Reproduce every one of the records below verbatim, omitting the pictures.
━━━ Material provided
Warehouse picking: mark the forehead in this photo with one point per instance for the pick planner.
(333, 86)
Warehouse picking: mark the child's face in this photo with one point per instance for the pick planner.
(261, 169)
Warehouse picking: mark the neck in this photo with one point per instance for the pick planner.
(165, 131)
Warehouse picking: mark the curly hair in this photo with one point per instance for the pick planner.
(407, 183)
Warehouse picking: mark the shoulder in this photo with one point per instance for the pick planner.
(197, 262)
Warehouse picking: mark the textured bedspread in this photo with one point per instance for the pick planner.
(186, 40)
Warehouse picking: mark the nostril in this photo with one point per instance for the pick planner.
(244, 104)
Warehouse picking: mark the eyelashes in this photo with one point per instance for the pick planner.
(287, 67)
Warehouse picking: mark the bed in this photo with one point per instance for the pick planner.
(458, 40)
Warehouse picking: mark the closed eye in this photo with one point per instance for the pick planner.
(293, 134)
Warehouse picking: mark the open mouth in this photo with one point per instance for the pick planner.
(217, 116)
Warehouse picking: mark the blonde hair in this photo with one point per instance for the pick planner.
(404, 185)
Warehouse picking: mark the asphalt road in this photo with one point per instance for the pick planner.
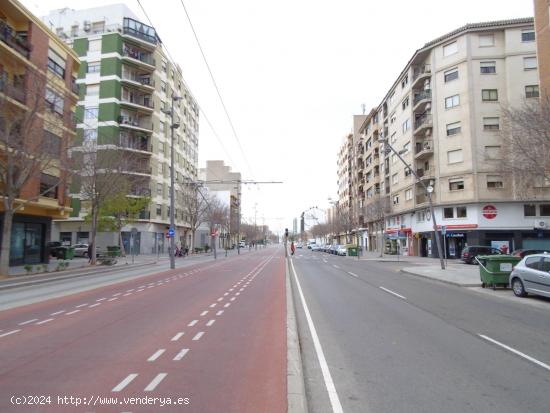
(397, 343)
(211, 337)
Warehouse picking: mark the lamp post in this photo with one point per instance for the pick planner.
(173, 126)
(429, 189)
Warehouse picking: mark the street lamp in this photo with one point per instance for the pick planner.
(173, 126)
(429, 189)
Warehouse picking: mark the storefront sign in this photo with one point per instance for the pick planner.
(489, 211)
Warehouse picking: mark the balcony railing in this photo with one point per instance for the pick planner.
(425, 94)
(421, 70)
(9, 36)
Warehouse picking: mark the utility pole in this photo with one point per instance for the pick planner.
(172, 230)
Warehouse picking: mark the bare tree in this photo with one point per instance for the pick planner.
(33, 151)
(526, 148)
(106, 171)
━━━━━━
Solution below →
Warehouse picking: mark the forehead in this photo with one point per instance for the pick planner.
(333, 86)
Warehouse picking: mark the child's face in this photo with one point per instance for the pick planner.
(261, 169)
Warehouse picking: mark the neck in this photo with one point per instance for the pick planner.
(165, 131)
Warehouse picking: mark the curly hair in this photo with one point per instance for the pick planner.
(407, 183)
Warehouse picking: mark the shoulder in this photo with one point per instance for the pick planner.
(197, 262)
Warehouse picking: mark the textured bedspread in this photo with one point per instance for the pick planner.
(186, 40)
Warehouse picking: mark the nostril in this photo with one point per instance for the pick planner.
(244, 104)
Warehouse picking: mark the eyelashes in this photo with one point per instance for the pick planner.
(287, 67)
Warehouse picking: mark the bed in this photo with one point per instance for the pick planner.
(458, 40)
Warehouse picking: mark the closed eye in this photo with one point per instance for the pick planner.
(293, 134)
Warehouse picking: mark the open mouth in this photo with one point per instance for the pick planner.
(217, 116)
Warehouse picking: mark the blonde hair in this photo with one point per instance for the pick planner.
(404, 185)
Warehouse picking: mark the asphalt road in this photo with one point per instance for the pick planner.
(397, 343)
(211, 337)
Warehouse picking: mark the lamp post in this photo with one point per instance for the pick planner.
(173, 126)
(429, 189)
Warehouse picking: mark the street lamp in this photo with one point per instance for the pick planner.
(173, 126)
(429, 189)
Warehouse picking: mark the storefront sign in this photo with one point per instance for the pick planner.
(489, 211)
Warehouse picking: mark the balcony railing in this photo with one point per instance for the pick planner.
(425, 94)
(421, 70)
(9, 36)
Warehouse picking: mark the utility pole in this photo with one point per instance for the pick planner.
(172, 230)
Warehouse picking: mark the bare tree in this photo with one point per instance for the pick planner.
(33, 151)
(526, 148)
(106, 171)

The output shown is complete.